* _Assigned task A_
Answer these questions from the text on zinc.
(i) What range of average daily zinc intake does it report?
(ii) As what kind of ion does zinc exist?
(iii) Through changes in which two processes do homeostatic mechanisms keep tissue and fluid zinc content constant?
* _Assigned task B_
Write what comes next in the text on zinc, starting after its final sentence.

* _Selected excerpt_
Dietary sources and intake. Meat, milk and dairy products, legumes, eggs, liver grains, and grain-based products are rich dietary sources of zinc. The average zinc intake ranges from 7.2 to 14.1 mg/d  (Lemming & Pitsi, 2022). 
Main functions. Zinc is a widespread element which exists as a stable divalent cation (Zn2+). It has a wide range of vital physiological functions and is present in every cell of the human body.   Zinc has a structural and catalytic role in each of the seven classes of enzymes and is involved in the synthesis, metabolism, and turnover of proteins, carbohydrates, lipids, nucleic acids, and some vitamins. An essential structural role of zinc is zinc motifs (zinc fingers) for transcription factors, and account for a significant part of the zinc requirement. Zinc acts as a cofactor for key enzymes for reducing oxidative stress.  Strong homeostatic mechanisms keep the zinc content of tissues and fluids constant over a wide range of intakes through changes in excretion and absorption (Strand & Mathisen, 2023).

* _Source data_
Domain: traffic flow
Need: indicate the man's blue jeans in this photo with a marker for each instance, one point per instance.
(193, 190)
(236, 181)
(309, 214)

* _Exercise answer A_
(i) 7.2 to 14.1 mg/d
(ii) A stable divalent cation (Zn2+)
(iii) Excretion and absorption

* _Exercise answer B_
Interaction with other nutrients. The luminal content of phytate and calcium negatively impacts the amount of zinc available for absorption. Zinc intake can also reduce the absorption of other divalent cations such as copper, iron, and calcium. 
A more plant-based diet with a higher content of chelating substances such as phytic acid and tannins increase zinc requirements. In 2014, EFSA updated their population reference intake (PRI) for zinc adjusted for the intake of phytic acid (EFSA, 2014h). The scenario with the lowest phytate intake (300 mg per day) gave a population reference intake close to the RIs in NNR 2012. In EFSA, the ARs for adults were estimated as the zinc requirement at levels of phytate intake of 300, 600, 900 and 1 200 mg/day. Data on population intake of phytate is scarce, but according to the EFSA opinion this ranged between 300 to 1400 mg/day, depending on diet composition (EFSA, 2014h). The phytate content of foods can be modified through preparation methods, e.g., soaking, fermenting and sprouting of pulses and grains.
Main data gaps.  The consequences of mild or moderate zinc deficiency and the identification of reliable biomarkers for zinc status are important knowledge gaps. Furthermore, it is expected that the intake of animal-source foods will decrease, and how this will influence zinc status and the risk for zinc deficiency is important to study.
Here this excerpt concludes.